- [Entries shown]:
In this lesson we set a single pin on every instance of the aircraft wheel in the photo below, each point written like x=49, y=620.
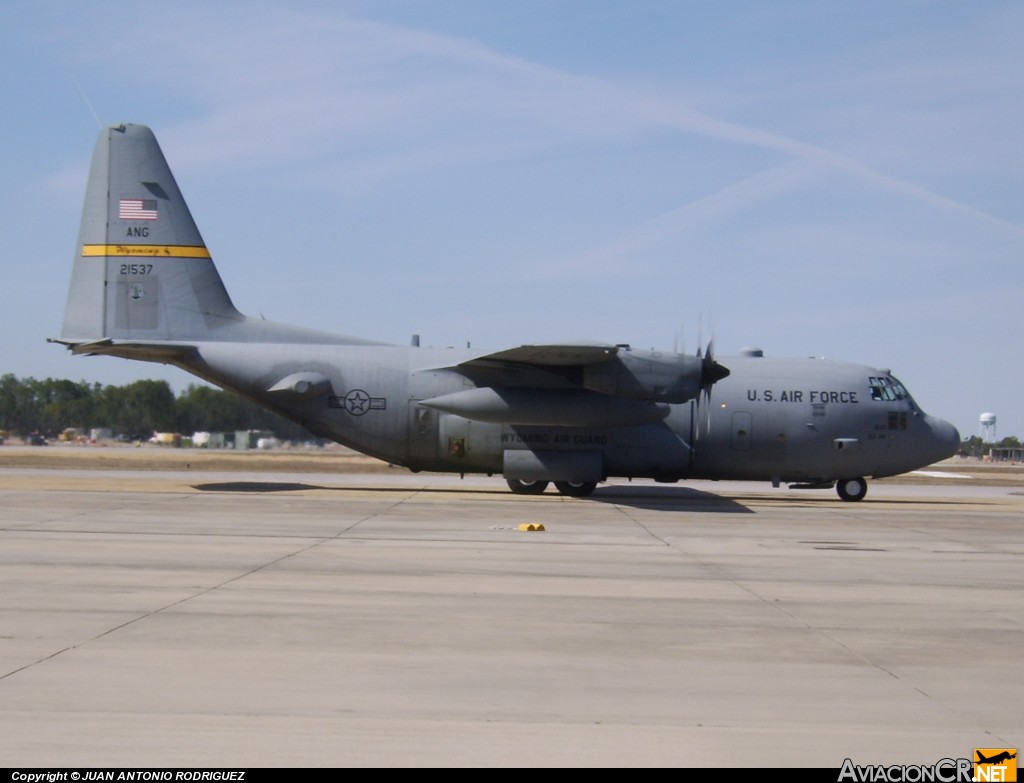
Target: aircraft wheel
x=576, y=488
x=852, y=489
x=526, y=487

--

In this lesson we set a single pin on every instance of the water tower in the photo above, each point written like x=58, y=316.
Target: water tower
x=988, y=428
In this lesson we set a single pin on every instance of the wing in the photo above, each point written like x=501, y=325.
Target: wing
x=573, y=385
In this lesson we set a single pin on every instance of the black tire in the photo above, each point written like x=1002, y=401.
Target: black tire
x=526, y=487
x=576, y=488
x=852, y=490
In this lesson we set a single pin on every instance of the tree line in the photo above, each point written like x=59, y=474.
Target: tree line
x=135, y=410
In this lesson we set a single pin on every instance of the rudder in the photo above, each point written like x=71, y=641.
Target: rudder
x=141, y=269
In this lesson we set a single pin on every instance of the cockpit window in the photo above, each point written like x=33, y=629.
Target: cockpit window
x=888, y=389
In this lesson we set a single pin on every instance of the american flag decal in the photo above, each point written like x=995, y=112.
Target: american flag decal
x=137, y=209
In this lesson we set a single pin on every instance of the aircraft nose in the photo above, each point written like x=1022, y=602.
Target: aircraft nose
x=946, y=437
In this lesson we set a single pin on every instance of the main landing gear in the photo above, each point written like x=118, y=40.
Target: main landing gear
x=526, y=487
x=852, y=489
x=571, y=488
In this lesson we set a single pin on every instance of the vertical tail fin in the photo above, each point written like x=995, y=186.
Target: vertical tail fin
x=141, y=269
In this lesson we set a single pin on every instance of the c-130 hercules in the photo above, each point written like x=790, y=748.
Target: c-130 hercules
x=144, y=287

---

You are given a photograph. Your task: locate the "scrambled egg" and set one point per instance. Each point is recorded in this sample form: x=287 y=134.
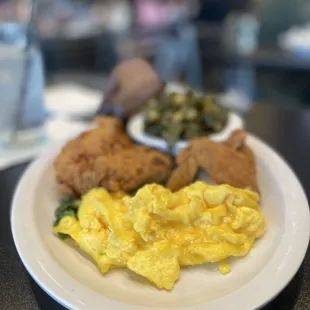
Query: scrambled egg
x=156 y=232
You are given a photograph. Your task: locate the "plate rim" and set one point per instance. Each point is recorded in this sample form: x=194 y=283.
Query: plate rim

- [Problem statement]:
When a line in the listing has the word "sample", return that line.

- [Solution for this problem]:
You are given a photograph. Your task: locate the "scrambled egg" and set one point per instance. Each point is recorded in this sample form: x=287 y=134.
You are given a photograph. Your task: locate the "plate rim" and set one point per instance. Each point is recorded in this sample form: x=194 y=283.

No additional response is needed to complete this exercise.